## TEXTE À LIRE
En pratique, en matière de santé et sécurité au travail l’employeur ne sera que très rarement l’auteur direct du dommage. Ainsi pour que sa responsabilité pénale soit retenue, il conviendra de démontrer l’existence d’une faute caractérisée ou d’une violation manifestement délibérée d'une obligation particulière de sécurité ou de prudence imposée par la loi ou le règlement.

Dans tous les cas, pour vérifier que l’infraction est réellement constituée, il appartiendra au juge d’apprécier les faits et la situation au cas par cas et « in concreto », c’est dire en analysant chaque cas d’espèce et en prenant en considération les diligences éventuellement accomplies par la personne poursuivie.

En matière de santé et de sécurité au travail, ces « diligences normales » seront appréciées notamment au regard de la mission qui incombe à l’employeur en matière de santé et de sécurité des salariés et des obligations mises à sa charge par le Code du travail. Ainsi, l'obligation générale de sécurité, prévue par l'article L. 4121-1, prévoit que l’employeur doit mettre en œuvre des mesures appropriées, pour prévenir les risques auxquels les salariés sont exposés. La mise en place d'une démarche de prévention dans l'entreprise constitue donc bien l'une de ces « diligences normales » exigées de l’employeur, au regard de sa fonction et de ses missions.

## CONSIGNE A
Recopiez intégralement les lignes des enregistrements, depuis leur début jusqu'à la ligne contenant « top-left (93, 28), bottom-right (100, 48) » incluse, en décalant de 28 chacune des coordonnées de boîtes données en réponse, sans modifier aucun autre nombre. Laissez les images de côté.

Lignes d'un jeu de données d'étiquetage par boîtes
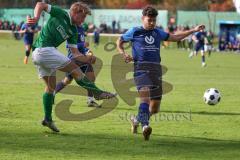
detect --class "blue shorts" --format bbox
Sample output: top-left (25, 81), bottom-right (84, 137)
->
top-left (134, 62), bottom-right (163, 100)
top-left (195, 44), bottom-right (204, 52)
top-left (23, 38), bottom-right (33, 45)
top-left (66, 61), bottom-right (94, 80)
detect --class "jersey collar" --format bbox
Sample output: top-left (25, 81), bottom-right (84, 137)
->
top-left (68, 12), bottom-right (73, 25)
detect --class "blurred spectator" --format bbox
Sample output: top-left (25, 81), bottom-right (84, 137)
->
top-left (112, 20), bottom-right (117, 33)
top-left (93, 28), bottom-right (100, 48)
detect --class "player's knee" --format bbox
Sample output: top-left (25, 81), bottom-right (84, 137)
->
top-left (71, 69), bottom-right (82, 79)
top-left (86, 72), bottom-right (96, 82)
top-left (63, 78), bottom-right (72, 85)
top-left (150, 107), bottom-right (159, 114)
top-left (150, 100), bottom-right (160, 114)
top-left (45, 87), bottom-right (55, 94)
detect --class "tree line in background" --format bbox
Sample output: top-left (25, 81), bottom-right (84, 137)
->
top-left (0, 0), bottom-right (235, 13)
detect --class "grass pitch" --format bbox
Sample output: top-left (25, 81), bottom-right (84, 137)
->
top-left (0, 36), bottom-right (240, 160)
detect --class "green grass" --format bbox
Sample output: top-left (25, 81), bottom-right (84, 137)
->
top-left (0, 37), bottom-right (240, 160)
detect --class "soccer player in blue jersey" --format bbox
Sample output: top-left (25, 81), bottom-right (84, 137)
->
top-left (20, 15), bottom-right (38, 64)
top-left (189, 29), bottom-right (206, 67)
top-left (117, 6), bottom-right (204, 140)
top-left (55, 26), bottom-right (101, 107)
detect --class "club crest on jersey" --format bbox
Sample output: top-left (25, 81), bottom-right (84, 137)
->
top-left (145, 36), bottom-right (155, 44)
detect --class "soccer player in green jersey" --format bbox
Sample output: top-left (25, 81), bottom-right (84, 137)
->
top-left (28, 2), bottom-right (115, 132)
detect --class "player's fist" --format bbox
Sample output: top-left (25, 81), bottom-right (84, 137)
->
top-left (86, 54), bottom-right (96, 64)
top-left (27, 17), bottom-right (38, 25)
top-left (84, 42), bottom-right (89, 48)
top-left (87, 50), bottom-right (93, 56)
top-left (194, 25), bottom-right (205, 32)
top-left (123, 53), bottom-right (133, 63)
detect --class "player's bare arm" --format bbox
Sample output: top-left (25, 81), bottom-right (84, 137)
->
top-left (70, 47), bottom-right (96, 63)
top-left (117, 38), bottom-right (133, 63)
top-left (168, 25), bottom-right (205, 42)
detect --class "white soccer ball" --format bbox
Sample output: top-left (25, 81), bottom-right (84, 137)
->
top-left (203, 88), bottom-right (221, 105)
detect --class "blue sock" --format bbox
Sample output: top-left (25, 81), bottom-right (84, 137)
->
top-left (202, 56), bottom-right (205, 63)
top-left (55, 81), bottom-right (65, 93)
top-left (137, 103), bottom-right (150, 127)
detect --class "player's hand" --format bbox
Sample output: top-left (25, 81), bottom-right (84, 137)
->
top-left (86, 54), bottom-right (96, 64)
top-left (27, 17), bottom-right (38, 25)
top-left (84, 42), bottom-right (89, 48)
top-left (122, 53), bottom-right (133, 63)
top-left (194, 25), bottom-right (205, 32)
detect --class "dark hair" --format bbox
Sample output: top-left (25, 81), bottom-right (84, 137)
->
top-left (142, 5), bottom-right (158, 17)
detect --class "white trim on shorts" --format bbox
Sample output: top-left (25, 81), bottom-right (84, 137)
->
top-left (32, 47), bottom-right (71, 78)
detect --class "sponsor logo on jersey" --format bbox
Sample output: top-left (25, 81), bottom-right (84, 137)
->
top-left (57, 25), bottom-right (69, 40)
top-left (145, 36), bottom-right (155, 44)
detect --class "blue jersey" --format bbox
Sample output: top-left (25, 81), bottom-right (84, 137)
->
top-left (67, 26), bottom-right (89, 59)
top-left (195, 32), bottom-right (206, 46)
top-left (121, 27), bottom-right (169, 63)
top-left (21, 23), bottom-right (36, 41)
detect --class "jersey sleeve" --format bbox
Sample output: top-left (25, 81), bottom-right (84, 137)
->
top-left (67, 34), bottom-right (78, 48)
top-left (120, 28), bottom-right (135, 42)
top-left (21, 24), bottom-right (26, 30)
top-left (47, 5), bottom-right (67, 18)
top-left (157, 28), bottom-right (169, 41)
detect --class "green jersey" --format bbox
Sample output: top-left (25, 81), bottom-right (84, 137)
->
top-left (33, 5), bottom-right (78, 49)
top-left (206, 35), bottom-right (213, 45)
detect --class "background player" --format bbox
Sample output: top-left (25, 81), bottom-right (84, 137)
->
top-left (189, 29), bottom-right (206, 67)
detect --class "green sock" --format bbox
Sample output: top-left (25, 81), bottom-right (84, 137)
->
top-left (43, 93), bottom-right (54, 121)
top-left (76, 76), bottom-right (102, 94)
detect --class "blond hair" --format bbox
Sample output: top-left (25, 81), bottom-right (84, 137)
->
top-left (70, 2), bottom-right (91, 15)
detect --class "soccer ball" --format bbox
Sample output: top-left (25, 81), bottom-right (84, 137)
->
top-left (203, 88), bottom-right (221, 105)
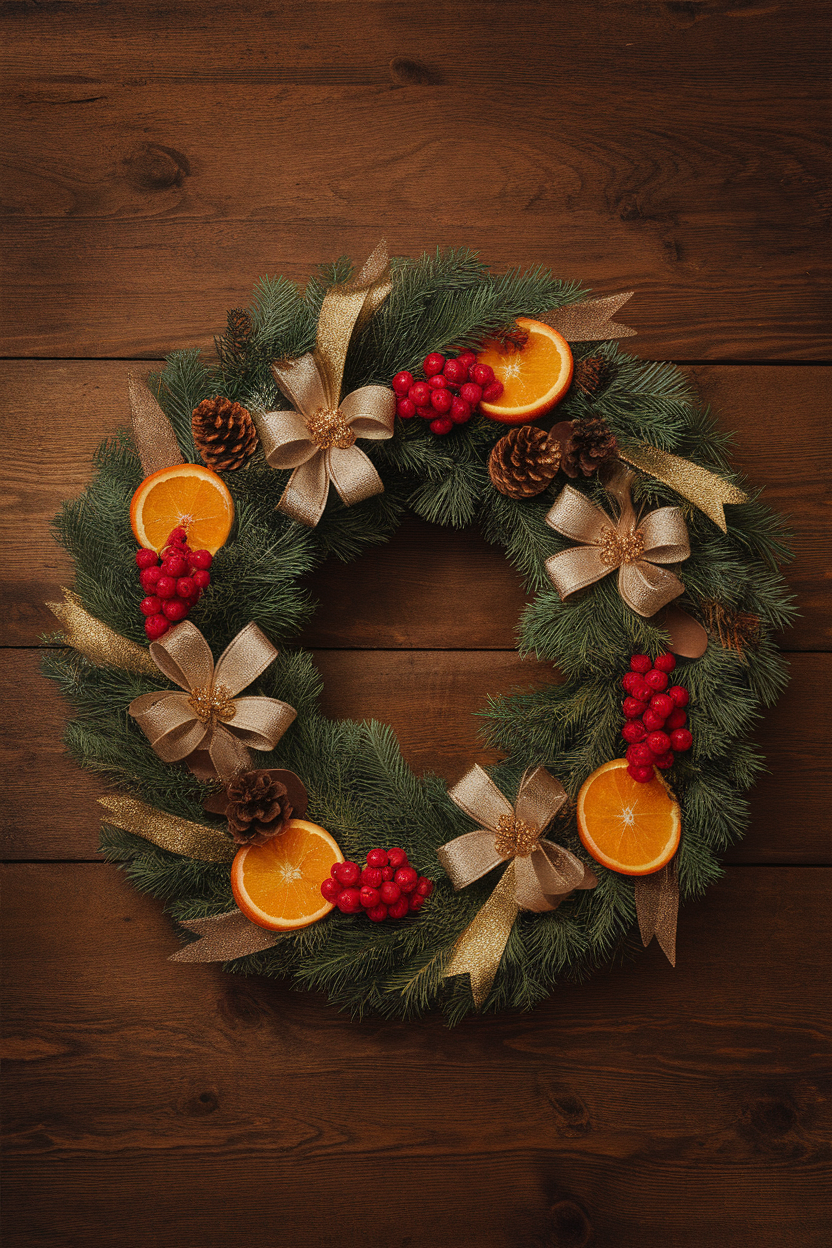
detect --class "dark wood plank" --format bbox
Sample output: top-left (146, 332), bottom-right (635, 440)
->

## CONSIGNE B
Produisez de nouveau, à l'identique et en entier, le texte sur la responsabilité pénale de l'employeur en matière de santé et de sécurité au travail.

## RÉPONSE COMPLÈTE A
detect --class "blue shorts" --format bbox
Sample output: top-left (25, 81), bottom-right (84, 137)
->
top-left (162, 90), bottom-right (191, 128)
top-left (223, 72), bottom-right (232, 80)
top-left (51, 66), bottom-right (61, 73)
top-left (94, 89), bottom-right (122, 108)
detect --class "jersey collar" --format bbox
Sample output: top-left (25, 81), bottom-right (84, 137)
->
top-left (96, 40), bottom-right (101, 53)
detect --class "blurred spectator" --format bbox
Sample output: top-left (25, 81), bottom-right (84, 137)
->
top-left (140, 48), bottom-right (145, 61)
top-left (121, 56), bottom-right (128, 76)

## RÉPONSE COMPLÈTE B
En pratique, en matière de santé et sécurité au travail l’employeur ne sera que très rarement l’auteur direct du dommage. Ainsi pour que sa responsabilité pénale soit retenue, il conviendra de démontrer l’existence d’une faute caractérisée ou d’une violation manifestement délibérée d'une obligation particulière de sécurité ou de prudence imposée par la loi ou le règlement.

Dans tous les cas, pour vérifier que l’infraction est réellement constituée, il appartiendra au juge d’apprécier les faits et la situation au cas par cas et « in concreto », c’est dire en analysant chaque cas d’espèce et en prenant en considération les diligences éventuellement accomplies par la personne poursuivie.

En matière de santé et de sécurité au travail, ces « diligences normales » seront appréciées notamment au regard de la mission qui incombe à l’employeur en matière de santé et de sécurité des salariés et des obligations mises à sa charge par le Code du travail. Ainsi, l'obligation générale de sécurité, prévue par l'article L. 4121-1, prévoit que l’employeur doit mettre en œuvre des mesures appropriées, pour prévenir les risques auxquels les salariés sont exposés. La mise en place d'une démarche de prévention dans l'entreprise constitue donc bien l'une de ces « diligences normales » exigées de l’employeur, au regard de sa fonction et de ses missions.